Document text:
────────────────────────────────────────
Classical Bangladeshi music artist

Alaka Das (অলকা দাশ) is an artist of classical music of Bangladesh born in Comilla in 1946. She is noted for singing many unconventional raagas (classical music) in state owned media.

==Family==
Das' father was a classical musician, Pandit Surendra Narayan Das. She learnt all the basics of music from her father. Her uncle is Sudhin Das, from whom she learnt Nazrul Sangeet for a few days. Her younger brother Manas Kumar Das, Subrata Das and Tapas Kumar Das are also singers of Nazrul Sangeet in Bangladesh.
────────────────────────────────────────
Dataset extract:
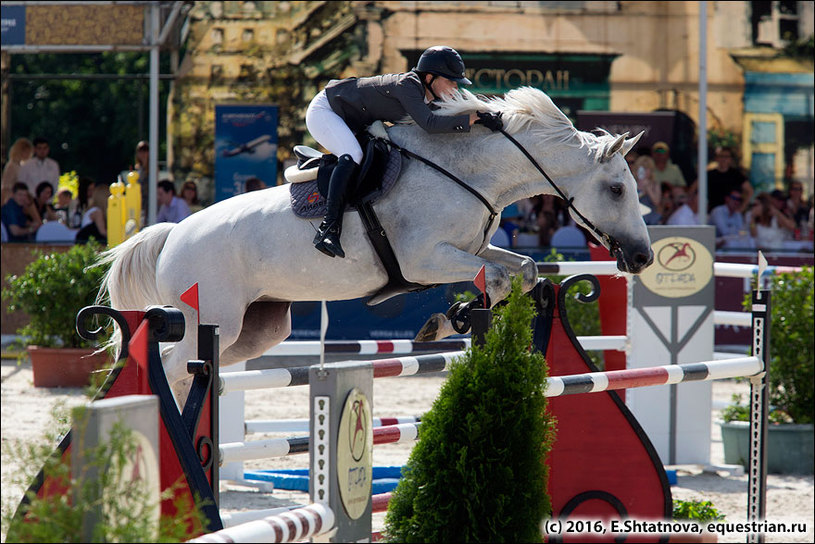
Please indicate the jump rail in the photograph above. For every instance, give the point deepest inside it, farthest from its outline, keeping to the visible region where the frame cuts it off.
────────────────────────────────────────
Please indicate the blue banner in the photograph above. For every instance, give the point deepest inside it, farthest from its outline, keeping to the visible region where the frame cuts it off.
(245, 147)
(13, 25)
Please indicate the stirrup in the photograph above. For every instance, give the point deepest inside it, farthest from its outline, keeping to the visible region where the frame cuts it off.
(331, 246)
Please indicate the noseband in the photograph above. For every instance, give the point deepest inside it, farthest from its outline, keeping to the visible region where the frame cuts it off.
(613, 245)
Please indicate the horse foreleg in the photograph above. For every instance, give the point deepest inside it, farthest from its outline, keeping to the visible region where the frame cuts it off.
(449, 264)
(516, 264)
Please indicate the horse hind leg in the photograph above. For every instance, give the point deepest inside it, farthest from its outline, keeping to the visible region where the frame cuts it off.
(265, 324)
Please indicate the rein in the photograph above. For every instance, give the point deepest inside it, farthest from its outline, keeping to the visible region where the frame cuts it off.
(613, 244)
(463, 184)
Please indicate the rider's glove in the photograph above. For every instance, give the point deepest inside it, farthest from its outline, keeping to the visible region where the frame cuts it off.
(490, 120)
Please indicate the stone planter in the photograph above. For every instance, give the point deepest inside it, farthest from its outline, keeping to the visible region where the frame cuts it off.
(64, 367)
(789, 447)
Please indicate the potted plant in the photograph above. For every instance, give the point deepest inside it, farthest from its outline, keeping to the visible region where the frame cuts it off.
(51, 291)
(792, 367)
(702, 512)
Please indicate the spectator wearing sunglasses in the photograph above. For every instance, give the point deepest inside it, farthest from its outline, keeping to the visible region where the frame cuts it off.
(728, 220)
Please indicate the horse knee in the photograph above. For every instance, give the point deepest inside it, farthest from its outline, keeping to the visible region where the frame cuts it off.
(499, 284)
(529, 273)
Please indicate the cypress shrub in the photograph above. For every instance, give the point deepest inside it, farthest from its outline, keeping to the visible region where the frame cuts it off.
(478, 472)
────────────────────────────────────────
Exercise details:
Resume the text about Alaka Das, continuing from its last sentence.

The reply:
== Early life and career ==
Das started her professional music career by enlisting in Bangladesh Betar during 1963. Later, she enlisted in Bangladesh Television during 1967. She is enlisted in both this state owned media as a Senior Artist of classical music and Nazrul Sangeet. After the death of her father, since 1986, she is acting as a Principal of Sangeet Shikhharthee Sammilan, one of the oldest music schools in Bangladesh. This music school was established by Suren Das in 1942 at Talpukur Par, Comilla.

== Literature works ==
- During 2015, she published a book of classical music named Raag Manjori (রাগ মঞ্জরী).
- During 2011, she published the music book Raag Manjusha as a co-editor along with her brother Manas Kumar Das. This book was written by her father Pandit Suren Das.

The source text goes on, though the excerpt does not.